[Stored data entries]
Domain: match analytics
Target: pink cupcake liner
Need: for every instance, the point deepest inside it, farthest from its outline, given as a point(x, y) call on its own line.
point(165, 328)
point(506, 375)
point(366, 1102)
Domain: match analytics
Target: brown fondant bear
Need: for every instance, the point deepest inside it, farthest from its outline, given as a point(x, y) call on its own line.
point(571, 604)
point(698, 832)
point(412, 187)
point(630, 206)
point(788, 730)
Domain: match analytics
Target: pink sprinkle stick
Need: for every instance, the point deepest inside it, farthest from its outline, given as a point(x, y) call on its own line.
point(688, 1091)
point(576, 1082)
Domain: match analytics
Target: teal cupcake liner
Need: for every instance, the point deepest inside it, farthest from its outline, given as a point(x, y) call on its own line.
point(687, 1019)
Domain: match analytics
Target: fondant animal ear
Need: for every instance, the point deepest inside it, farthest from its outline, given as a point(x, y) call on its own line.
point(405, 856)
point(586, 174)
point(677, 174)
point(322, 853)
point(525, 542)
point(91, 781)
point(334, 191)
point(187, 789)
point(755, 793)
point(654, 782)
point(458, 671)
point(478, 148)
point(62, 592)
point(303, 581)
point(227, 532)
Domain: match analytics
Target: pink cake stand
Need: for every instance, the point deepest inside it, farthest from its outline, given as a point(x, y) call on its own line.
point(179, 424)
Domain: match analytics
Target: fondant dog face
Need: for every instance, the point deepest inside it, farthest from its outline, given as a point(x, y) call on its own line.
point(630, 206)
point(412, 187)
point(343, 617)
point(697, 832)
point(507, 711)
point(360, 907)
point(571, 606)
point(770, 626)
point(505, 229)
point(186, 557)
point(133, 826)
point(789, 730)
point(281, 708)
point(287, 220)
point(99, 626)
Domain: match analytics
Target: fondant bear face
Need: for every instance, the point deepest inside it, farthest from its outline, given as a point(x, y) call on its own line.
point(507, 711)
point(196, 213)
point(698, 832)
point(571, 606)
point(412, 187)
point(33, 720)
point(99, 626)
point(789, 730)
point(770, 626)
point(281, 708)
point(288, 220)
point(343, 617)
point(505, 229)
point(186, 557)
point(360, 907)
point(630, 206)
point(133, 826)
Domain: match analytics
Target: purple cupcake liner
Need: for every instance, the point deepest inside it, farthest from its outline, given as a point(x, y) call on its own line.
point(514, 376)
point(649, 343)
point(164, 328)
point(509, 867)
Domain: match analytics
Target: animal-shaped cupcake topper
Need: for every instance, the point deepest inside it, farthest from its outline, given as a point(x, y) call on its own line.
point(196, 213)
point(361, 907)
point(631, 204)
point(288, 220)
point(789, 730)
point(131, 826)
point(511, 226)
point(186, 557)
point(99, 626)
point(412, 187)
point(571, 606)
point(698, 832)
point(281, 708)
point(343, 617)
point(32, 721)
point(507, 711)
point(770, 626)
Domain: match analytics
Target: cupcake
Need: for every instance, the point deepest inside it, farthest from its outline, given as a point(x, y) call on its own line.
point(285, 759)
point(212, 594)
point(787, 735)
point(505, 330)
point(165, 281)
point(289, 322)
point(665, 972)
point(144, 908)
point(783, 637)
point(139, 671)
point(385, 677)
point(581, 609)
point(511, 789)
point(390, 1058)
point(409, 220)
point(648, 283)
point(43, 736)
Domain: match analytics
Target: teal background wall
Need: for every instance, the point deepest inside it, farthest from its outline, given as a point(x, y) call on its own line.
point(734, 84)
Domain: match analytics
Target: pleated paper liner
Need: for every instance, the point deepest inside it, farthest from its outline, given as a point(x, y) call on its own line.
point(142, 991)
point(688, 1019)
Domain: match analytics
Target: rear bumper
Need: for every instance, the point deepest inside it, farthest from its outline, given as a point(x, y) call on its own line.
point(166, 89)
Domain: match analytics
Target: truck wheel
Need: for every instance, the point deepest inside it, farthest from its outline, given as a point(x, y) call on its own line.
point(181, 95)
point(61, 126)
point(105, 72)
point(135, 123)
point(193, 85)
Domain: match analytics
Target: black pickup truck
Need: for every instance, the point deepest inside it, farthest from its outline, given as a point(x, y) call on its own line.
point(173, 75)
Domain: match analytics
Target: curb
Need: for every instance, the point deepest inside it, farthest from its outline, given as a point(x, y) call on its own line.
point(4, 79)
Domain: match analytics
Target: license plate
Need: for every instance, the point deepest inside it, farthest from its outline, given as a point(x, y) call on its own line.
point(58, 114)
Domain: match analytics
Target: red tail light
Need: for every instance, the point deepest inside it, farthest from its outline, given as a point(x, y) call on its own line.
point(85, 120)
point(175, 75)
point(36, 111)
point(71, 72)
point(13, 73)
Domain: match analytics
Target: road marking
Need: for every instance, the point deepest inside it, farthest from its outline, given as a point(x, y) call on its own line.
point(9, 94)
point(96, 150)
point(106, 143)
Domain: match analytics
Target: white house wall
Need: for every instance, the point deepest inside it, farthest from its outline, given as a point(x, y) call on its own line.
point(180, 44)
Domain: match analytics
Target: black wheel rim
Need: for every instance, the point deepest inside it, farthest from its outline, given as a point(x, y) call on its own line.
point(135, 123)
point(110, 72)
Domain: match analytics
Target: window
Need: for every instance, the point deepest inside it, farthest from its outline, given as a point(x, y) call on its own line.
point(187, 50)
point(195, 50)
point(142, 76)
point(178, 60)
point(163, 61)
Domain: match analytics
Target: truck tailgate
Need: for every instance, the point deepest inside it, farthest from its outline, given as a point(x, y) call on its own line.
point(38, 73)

• What the task requires: Up to and including the line with "Target: fondant bear face", output each line of the entries above exactly, starting from the first.

• Written solution:
Domain: match analytics
Target: pink cupcake liner
Need: for every instance, the point deepest inside it, farthest from its outline, given as a point(x, y) call on its own line.
point(165, 328)
point(506, 375)
point(366, 1102)
Domain: match analytics
Target: brown fondant bear
Need: for every instance, the point deepest inside it, farthest from its outline, given as a point(x, y) call on its own line.
point(571, 604)
point(698, 832)
point(412, 187)
point(630, 206)
point(788, 730)
Domain: match analytics
Target: pink sprinkle stick
Need: for every instance, the point deepest inside it, farthest from its outline, given as a point(x, y) call on its own line.
point(688, 1091)
point(576, 1082)
Domain: match analytics
Target: teal cupcake liner
Need: for every instance, the point deepest inside it, farthest from its outline, given as a point(x, y) call on its own line.
point(687, 1019)
Domain: match analytics
Target: fondant animal ear
Need: for every instance, the point deepest inside it, farthest from its outline, given as a point(x, y) call on its own line.
point(405, 856)
point(586, 174)
point(677, 174)
point(322, 853)
point(525, 542)
point(91, 781)
point(334, 191)
point(187, 789)
point(755, 793)
point(654, 782)
point(458, 671)
point(478, 148)
point(62, 592)
point(303, 581)
point(227, 532)
Domain: match analytics
Target: pink cake stand
Need: for every instance, the point deepest inside it, farthest from its outline, given as a point(x, y) call on its own line.
point(179, 424)
Domain: match analytics
Target: fondant dog face
Need: for every instance, the point deepest inside it, farthest from its outline, given as a point(x, y) call on its own line.
point(630, 206)
point(412, 187)
point(343, 617)
point(697, 832)
point(507, 711)
point(360, 907)
point(571, 606)
point(770, 626)
point(505, 229)
point(186, 557)
point(133, 826)
point(789, 730)
point(281, 708)
point(287, 220)
point(99, 626)
Domain: match analytics
Target: fondant bear face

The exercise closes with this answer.